▸ OPDRACHT: Citeer letterlijk uit het documentfragment over de eigendom van een hond het gedeelte van "De rechtbank oordeelt" tot en met "van de hond.".

▸ DOCUMENTFRAGMENT:
+++
ECLI:NL:RBNHO:2023:5060

Rechtbank Noord-Holland

Datum uitspraak
31 mei 2023
Publicatiedatum
1 juni 2023
Zaaknummer
C/15/331826 / HA ZA 22-563
Instantie
Rechtbank Noord-Holland
Type
Uitspraak
Rechtsgebied
Civiel recht
Procedures
  • Eerste aanleg - enkelvoudig
Vindplaatsen
  • Rechtspraak.nl
AI samenvatting door LexboostAutomatisch gegenereerd

Eigendomsgeschil over een hond na relatiebeëindiging met omgangsregeling

In deze zaak, die voor de Rechtbank Noord-Holland is behandeld, staat de eigendom van een hond centraal. De partijen, die een affectieve relatie hebben gehad, hebben de hond tijdens hun relatie aangeschaft. Na de beëindiging van hun relatie in 2018 hebben zij een omgangsregeling voor de hond afgesproken. Echter, sinds januari 2022 houdt de gedaagde zich niet meer aan deze regeling en verblijft de hond uitsluitend bij haar. De eiser vordert primair een verklaring voor recht dat hij de eigenaar van de hond is en dat de hond aan hem moet worden afgegeven. Subsidiair vraagt hij de rechtbank om een nieuwe omgangsregeling vast te stellen. De gedaagde stelt dat zij de eigenaar van de hond is.

De rechtbank oordeelt dat de hond gemeenschappelijk eigendom is van beide partijen. Na een zorgvuldige afweging van de belangen van de hond en de partijen, beslist de rechtbank dat de hond aan de gedaagde wordt toegedeeld. De rechtbank wijst de vorderingen van de eiser af, omdat er onvoldoende bewijs is dat de volledige eigendom van de hond bij hem berust. De rechtbank concludeert dat er geen eigendomsoverdracht heeft plaatsgevonden en dat de hond gezamenlijk eigendom is van beide partijen. De rechtbank houdt rekening met het belang van de hond en de omstandigheden van de partijen bij de beslissing over de toedeling van de hond.
+++
▸ GEGEVEN INFORMATIE:
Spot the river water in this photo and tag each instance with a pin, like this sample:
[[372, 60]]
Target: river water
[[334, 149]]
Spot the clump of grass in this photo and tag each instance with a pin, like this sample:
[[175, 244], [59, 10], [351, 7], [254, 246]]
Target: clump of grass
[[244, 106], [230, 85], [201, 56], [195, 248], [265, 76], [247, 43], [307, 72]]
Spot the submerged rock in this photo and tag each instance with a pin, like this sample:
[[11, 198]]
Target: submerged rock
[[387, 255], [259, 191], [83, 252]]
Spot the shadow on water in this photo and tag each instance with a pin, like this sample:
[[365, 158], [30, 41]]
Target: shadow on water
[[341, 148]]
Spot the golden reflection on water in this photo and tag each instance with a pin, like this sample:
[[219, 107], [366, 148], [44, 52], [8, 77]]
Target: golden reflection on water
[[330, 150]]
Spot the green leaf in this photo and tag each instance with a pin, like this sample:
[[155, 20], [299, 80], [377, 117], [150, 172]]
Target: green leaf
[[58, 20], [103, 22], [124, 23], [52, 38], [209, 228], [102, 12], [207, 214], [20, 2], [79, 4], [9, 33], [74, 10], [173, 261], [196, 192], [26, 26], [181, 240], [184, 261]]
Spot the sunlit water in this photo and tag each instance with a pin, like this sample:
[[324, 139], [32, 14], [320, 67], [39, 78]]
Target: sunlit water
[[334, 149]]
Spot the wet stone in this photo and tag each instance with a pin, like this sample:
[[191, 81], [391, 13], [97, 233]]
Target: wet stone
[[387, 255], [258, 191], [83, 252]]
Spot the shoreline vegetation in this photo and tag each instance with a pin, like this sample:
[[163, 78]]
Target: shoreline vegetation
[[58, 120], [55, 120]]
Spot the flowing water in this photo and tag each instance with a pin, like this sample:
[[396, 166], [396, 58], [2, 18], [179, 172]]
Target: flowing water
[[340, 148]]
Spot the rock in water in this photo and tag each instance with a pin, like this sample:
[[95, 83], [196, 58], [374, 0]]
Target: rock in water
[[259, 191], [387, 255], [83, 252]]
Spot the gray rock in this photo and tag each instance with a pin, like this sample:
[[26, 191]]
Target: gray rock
+++
▸ UITWERKING:
De rechtbank oordeelt dat de hond gemeenschappelijk eigendom is van beide partijen. Na een zorgvuldige afweging van de belangen van de hond en de partijen, beslist de rechtbank dat de hond aan de gedaagde wordt toegedeeld. De rechtbank wijst de vorderingen van de eiser af, omdat er onvoldoende bewijs is dat de volledige eigendom van de hond bij hem berust. De rechtbank concludeert dat er geen eigendomsoverdracht heeft plaatsgevonden en dat de hond gezamenlijk eigendom is van beide partijen. De rechtbank houdt rekening met het belang van de hond en de omstandigheden van de partijen bij de beslissing over de toedeling van de hond.